# [Your assignment]
Only the opening lines of the listing, through the one with "banner, as integer pixel positions.", are to be retyped, each exactly as it stands.

··········

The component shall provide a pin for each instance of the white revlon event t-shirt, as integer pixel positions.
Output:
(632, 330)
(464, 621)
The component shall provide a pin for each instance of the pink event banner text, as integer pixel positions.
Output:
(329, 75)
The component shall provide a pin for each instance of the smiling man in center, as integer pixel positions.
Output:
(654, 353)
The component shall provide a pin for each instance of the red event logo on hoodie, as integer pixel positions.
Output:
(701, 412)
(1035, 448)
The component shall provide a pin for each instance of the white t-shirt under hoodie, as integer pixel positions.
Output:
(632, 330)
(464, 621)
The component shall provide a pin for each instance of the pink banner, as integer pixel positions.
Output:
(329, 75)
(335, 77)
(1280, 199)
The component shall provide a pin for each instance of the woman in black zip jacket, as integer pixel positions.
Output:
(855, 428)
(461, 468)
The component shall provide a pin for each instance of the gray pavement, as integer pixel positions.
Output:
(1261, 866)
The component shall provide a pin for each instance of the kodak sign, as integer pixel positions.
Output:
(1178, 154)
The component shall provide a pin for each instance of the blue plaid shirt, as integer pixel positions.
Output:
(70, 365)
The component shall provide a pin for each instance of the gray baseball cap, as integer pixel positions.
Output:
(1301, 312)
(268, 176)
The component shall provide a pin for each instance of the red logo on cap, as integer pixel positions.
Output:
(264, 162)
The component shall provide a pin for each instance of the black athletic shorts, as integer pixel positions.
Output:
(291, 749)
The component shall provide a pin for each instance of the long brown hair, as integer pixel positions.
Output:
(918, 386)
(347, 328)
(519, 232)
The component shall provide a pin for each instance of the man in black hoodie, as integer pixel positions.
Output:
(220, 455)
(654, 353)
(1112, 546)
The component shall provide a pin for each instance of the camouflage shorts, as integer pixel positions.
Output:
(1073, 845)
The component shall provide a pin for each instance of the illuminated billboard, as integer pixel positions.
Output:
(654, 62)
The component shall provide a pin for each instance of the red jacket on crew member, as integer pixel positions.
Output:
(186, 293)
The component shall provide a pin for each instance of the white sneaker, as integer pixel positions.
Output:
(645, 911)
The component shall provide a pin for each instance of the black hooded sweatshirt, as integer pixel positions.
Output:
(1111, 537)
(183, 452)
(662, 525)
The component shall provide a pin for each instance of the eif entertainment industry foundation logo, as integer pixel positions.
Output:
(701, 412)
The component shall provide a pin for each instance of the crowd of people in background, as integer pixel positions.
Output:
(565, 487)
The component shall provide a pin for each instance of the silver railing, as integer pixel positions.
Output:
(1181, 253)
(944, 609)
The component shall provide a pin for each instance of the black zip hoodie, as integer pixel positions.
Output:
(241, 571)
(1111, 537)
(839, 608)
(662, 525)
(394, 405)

··········

# [Solution below]
The component shall provide a pin for each instance of the white revlon event t-shirt, as integer pixel positions.
Output:
(632, 330)
(464, 621)
The component shall provide a pin for each instance of the pink event banner text, as integer pixel positions.
Output:
(329, 75)
The component shall provide a pin for each instance of the smiling man in center, as integer pixel positions.
Output:
(654, 353)
The component shall provide a pin for each instance of the red event logo on hoodie, as integer pixel positions.
Output:
(701, 412)
(1035, 448)
The component shall provide a pin for each instance of the white t-shirt under hoodie, as integer pixel positions.
Output:
(632, 330)
(464, 621)
The component shall provide a pin for each instance of the pink banner, as integer pixel positions.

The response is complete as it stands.